== PAGE TEXT

In the West, undernourishment is quite common for a number of reasons. These include eating processed food with poor nutritional content, mineral deficiency in overused soil during farming, and simply a lack of knowledge when it comes to our health.
Two of the most common nutrient deficiencies are in vitamin D and magnesium.
Since vitamin D supplements have officially been added to the UK’s national recommended dietary intake list, it’s a little easier to find high quality vitamin D supplements these days. There is also plenty of information available about vitamin D.
However, there is a wide variety of magnesium supplements, and it isn't easy to find information on what we actually need and how we can get it.
Causes of Magnesium Deficiency
One of the biggest impacts on magnesium deficiency is the processed food in much of the population’s diet.
However, even if you’re eating whole, organic foods, the soil they’re grown in has been eroded so much over time that these foods are far less nutritious than they were 50 years ago.
When you're under emotional or physical stress, magnesium passes from your blood cells into the blood plasma. It's then excreted into urine and passed out of the body.
Through this process, long-term stress can lead to magnesium depletion and deficiency. The higher your stress levels, the more magnesium you lose.
If you're starting out with low magnesium levels, you actually become more reactive to stress, resulting in higher adrenaline levels in a stressful situation. High adrenaline increases the loss of magnesium from your cells, and thus magnesium depletion and deficiency becomes a vicious cycle.
Flouride in drinking water
Adding flouride to our drinking water may have improved our dental health, but it also has a downside. Flouride binds to to magnesium, making it difficult for the body to absorb.
Overuse of antibiotics, antacids and diuretics
Some drugs can cause magnesium depletion and deficiency. This is because magnesium and drugs use the same metabolic pathways in the body for their absorption in the intestines, metabolism, and excretion from the body. So when you take certain medicines, there's a risk of it interacting with magnesium in the body.
This can mean that the drugs become less effective - for example, magnesium can interfere with the absorption of some types of antibiotics. The drugs may also have an adverse effect on the function of magnesium - for example, diuretics cause magnesium loss in the kidneys.
Our food combining choices
- Tannins in tea bind to magnesium and remove it from the body.

====

### TASK 1
List every type of drug that the article on magnesium deficiency names.
### TASK 2
Reproduce the article on magnesium deficiency from "This can mean" up to and including "in the kidneys.".

== RAW DATA

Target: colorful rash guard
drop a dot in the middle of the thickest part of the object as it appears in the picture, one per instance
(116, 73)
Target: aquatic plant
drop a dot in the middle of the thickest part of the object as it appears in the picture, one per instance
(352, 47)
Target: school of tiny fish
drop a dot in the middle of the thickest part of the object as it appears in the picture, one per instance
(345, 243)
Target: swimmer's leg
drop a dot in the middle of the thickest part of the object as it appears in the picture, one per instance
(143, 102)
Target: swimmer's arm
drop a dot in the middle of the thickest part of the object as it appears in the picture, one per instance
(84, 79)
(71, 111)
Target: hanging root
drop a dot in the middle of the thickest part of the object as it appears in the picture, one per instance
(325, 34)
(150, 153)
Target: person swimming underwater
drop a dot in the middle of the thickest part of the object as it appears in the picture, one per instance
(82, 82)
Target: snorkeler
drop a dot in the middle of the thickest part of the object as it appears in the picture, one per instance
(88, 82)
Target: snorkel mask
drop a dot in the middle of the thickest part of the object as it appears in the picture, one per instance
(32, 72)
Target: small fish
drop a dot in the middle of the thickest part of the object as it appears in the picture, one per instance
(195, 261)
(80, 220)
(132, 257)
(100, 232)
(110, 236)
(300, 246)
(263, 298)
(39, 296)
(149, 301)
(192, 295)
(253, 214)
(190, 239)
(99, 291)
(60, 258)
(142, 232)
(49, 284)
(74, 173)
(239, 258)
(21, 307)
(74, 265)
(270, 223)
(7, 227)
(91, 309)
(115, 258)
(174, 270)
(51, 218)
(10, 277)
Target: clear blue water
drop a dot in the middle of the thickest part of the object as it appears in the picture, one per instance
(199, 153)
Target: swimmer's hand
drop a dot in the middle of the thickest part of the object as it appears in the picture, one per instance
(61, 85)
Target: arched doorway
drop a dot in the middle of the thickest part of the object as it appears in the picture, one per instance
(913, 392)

====

### WRITTEN ANSWER 1
antibiotics, antacids, diuretics

### WRITTEN ANSWER 2
This can mean that the drugs become less effective - for example, magnesium can interfere with the absorption of some types of antibiotics. The drugs may also have an adverse effect on the function of magnesium - for example, diuretics cause magnesium loss in the kidneys.